What you are asked to do » Output every line of the material exactly, omitting images.

Material for this task »
◇ ◇ ◇ ◇ ◇ ◇ ◇

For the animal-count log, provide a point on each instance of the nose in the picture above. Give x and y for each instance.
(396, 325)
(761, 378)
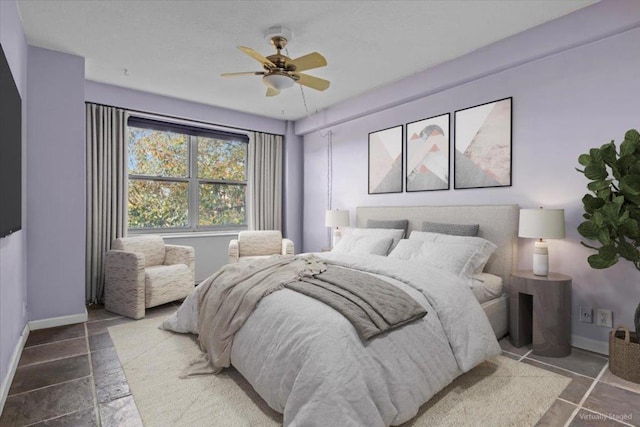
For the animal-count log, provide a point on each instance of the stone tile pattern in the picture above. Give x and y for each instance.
(71, 375)
(594, 397)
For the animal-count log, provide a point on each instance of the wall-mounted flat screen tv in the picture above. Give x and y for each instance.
(10, 151)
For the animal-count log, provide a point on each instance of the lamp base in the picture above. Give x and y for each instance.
(335, 237)
(541, 258)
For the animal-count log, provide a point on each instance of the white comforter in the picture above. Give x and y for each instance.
(307, 361)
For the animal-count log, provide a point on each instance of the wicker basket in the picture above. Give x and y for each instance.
(624, 354)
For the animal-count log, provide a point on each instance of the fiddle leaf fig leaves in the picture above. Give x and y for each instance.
(612, 206)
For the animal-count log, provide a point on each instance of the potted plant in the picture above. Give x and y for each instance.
(612, 207)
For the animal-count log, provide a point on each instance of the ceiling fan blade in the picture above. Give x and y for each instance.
(308, 62)
(313, 82)
(272, 92)
(246, 73)
(255, 55)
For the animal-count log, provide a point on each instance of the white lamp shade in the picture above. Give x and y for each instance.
(336, 218)
(278, 81)
(542, 223)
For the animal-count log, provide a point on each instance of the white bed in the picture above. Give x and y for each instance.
(307, 361)
(498, 224)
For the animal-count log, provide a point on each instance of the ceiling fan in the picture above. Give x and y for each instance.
(280, 71)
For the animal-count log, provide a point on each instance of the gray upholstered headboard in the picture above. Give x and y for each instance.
(498, 224)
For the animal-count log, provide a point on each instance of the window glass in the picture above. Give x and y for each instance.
(158, 153)
(158, 204)
(221, 160)
(185, 178)
(222, 204)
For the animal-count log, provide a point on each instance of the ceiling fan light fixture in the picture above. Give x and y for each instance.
(278, 81)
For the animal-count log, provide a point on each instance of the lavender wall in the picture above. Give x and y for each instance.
(13, 285)
(293, 187)
(56, 185)
(577, 96)
(211, 248)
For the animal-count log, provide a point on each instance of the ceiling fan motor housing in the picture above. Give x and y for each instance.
(278, 31)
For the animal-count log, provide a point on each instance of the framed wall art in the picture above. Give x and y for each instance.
(428, 154)
(482, 155)
(385, 161)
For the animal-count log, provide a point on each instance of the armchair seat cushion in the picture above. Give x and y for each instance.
(254, 243)
(259, 244)
(165, 283)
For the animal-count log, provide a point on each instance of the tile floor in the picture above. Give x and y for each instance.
(71, 376)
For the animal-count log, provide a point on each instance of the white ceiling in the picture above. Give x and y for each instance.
(180, 48)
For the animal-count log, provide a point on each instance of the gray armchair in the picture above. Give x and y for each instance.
(143, 272)
(259, 244)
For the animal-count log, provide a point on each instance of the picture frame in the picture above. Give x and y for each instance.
(428, 145)
(385, 160)
(482, 149)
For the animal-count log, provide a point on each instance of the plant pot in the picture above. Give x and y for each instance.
(624, 354)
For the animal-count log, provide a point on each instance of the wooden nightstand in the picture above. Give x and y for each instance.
(540, 312)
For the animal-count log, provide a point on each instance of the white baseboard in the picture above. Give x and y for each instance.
(601, 347)
(58, 321)
(13, 365)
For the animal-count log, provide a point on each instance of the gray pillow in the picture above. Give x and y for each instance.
(451, 229)
(394, 224)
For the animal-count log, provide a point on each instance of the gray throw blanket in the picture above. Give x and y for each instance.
(372, 305)
(228, 297)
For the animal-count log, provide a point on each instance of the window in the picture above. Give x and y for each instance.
(185, 178)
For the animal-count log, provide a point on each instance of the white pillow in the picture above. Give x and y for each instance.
(363, 245)
(486, 247)
(458, 258)
(396, 235)
(486, 287)
(406, 249)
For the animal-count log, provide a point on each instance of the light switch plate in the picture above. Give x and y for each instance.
(605, 318)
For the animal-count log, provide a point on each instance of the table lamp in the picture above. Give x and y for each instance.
(541, 224)
(336, 218)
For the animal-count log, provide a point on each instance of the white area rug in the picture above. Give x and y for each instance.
(499, 392)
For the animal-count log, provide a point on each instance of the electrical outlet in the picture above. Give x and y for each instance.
(605, 318)
(586, 314)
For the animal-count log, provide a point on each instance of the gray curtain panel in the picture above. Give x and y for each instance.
(106, 190)
(265, 182)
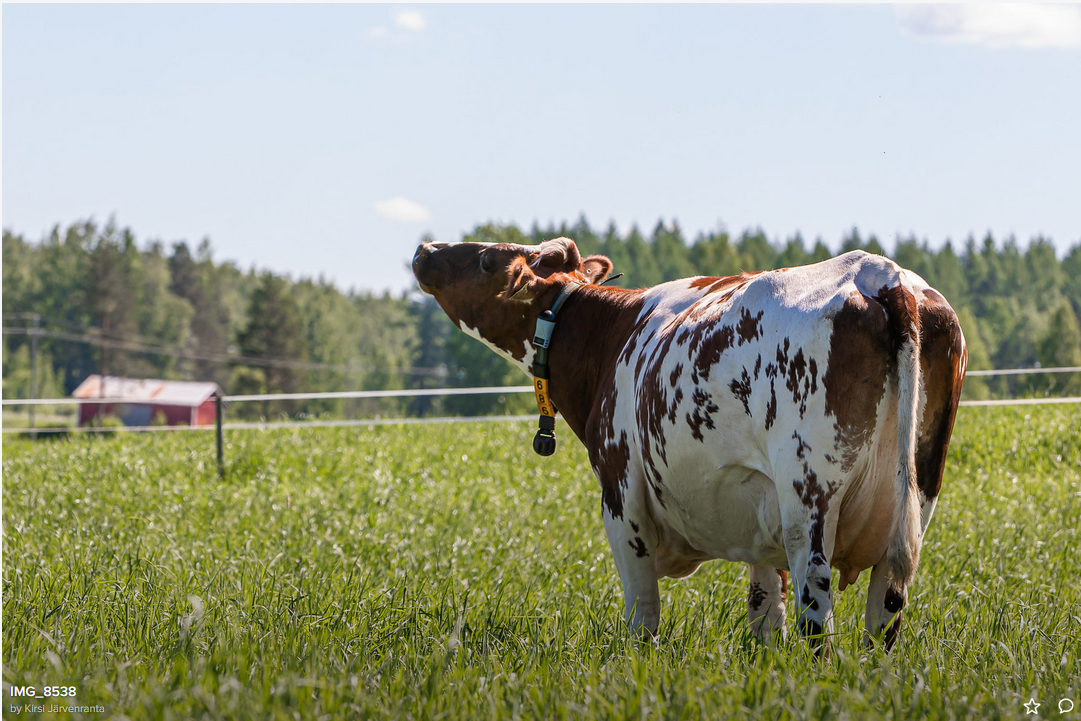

◇ ◇ ◇ ◇ ◇ ◇ ◇

Task response »
For the animal-count log, provide a point on each instance of the nose in the picture above. Give x and y for each instance.
(396, 325)
(761, 378)
For the animal-count log, provide a point on each instance of the stone tile pattern in the picture above. Give x and y for each instance.
(71, 375)
(594, 397)
For the animal-count log, provide a point on each instance of the wall-mounted flat screen tv in the picture above. Give x and y for each instance.
(10, 151)
For the animal-count log, provide a point on each instance of the lamp base in the picture above. Give x and y for each instance.
(335, 237)
(541, 258)
For the animal-count log, provide a point on each instance of the white comforter in the picture above. Give x and y for each instance.
(307, 361)
For the animal-count log, provide a point on each instance of the wicker basket in the picture above. Give x and y for each instance.
(624, 354)
For the animal-count log, provide a point on each instance of the fiddle leaf fig leaves in the picture above. Give x and y for each instance.
(612, 206)
For the animal-count log, provide a point on each instance of the potted plant in the picture above. Give x and y for each instance.
(612, 207)
For the animal-count log, provide a point on each instance of the ceiling fan blade in the picture above. Give x and y for each instance.
(308, 62)
(313, 82)
(272, 92)
(246, 73)
(255, 55)
For the animal-count log, provide a point on each instance of the white lamp shade in the picture above. Give x and y for each instance.
(336, 218)
(278, 81)
(542, 223)
For the animal-count log, provide a point on each instance of the white bed in the picture above. Give x and y for each instance.
(307, 361)
(498, 224)
For the animal-count log, provide a point on each instance of the ceiling fan in the picture above. Give x and y for each instance.
(280, 71)
For the animal-count log, provide a point on each instance of the gray upholstered headboard in the picture above. Give x and y for each instance.
(498, 224)
For the animal-count log, provide a point on each instance of the window glass in the picture above. Give x and y for each instance.
(158, 153)
(158, 204)
(221, 160)
(185, 178)
(222, 204)
For the animal-count log, provide a point on each instance of the ceiling fan light fixture in the picture above. Give x and y for each instance.
(278, 81)
For the animal-count log, provide a point on each instance of the lavender wall in the picture above. Give x and y for each instance.
(13, 285)
(293, 187)
(56, 185)
(577, 96)
(211, 248)
For the animal-count log, provide a point on each instance of the ceiling fan motor housing in the picture above. Give x and y for each instance.
(278, 31)
For the animal-count log, provide a point on each instance of the framed wall art in the picture above. Give x and y for each instance.
(428, 154)
(482, 155)
(385, 161)
For the animal-count log, provide a point on each instance of the armchair seat cushion in the picture above. Give x and y for each instance.
(254, 243)
(259, 244)
(165, 283)
For the animal-count log, provide a point on each instance of the tile floor in the picture above. Give x and y for each instance.
(71, 376)
For the animal-count log, provide a point on each instance of the white ceiling in the picture above. Give x and y for each instance.
(180, 48)
For the animal-count log, provide a point on each instance of the gray armchair in the picture above. Give x and y for each instance.
(143, 272)
(259, 244)
For the animal-count log, provide a point on each instance of the picture frame in the picture above. Give x and y for each instance.
(428, 145)
(385, 160)
(482, 149)
For the animal-count log, provide a point on each instance of the plant pot in the picture above. Give x and y for each instance.
(624, 354)
For the animal-count log, provide a point on each instance of the wooden nightstand in the picture above. Give x and y for each instance.
(540, 312)
For the animal-count log, provide a point on each instance of the white baseboard in the picture above. Give x and y for each instance.
(601, 347)
(58, 321)
(13, 365)
For the animal-count log, provide a point on each instance of the gray pillow in the picture above. Give x and y for each instance.
(451, 229)
(394, 224)
For the animal-count log, provide a point on each instance of the gray throw blanket in the picture above. Give x and y for each instance.
(372, 305)
(228, 297)
For the animal-count log, provide a point on each instance of the window in the picture above. Give x and y for each instance.
(185, 178)
For the animal-count log, provide a point on each instance of the white pillow in the picture above. Give x and y for each instance.
(363, 245)
(486, 247)
(458, 258)
(396, 235)
(486, 287)
(406, 249)
For the animal-count log, provide a point on each instance of the light switch plate in the picture above. Give x and y for each instance.
(605, 318)
For the animal-count log, provide a point on each instance of the table lamp in the picture above. Give x and y for each instance.
(541, 224)
(336, 218)
For the animal-count log, provide a point on each instance of the white area rug in the picture above. Give x and y for each instance.
(499, 392)
For the animal-count log, provide a point on each instance of the electrical outlet in the picture above. Give x and y for each instance.
(605, 318)
(586, 314)
For the animal-count log, provide a point on each instance of the gray curtain panel in the picture above. Give x and y for each instance.
(106, 190)
(265, 182)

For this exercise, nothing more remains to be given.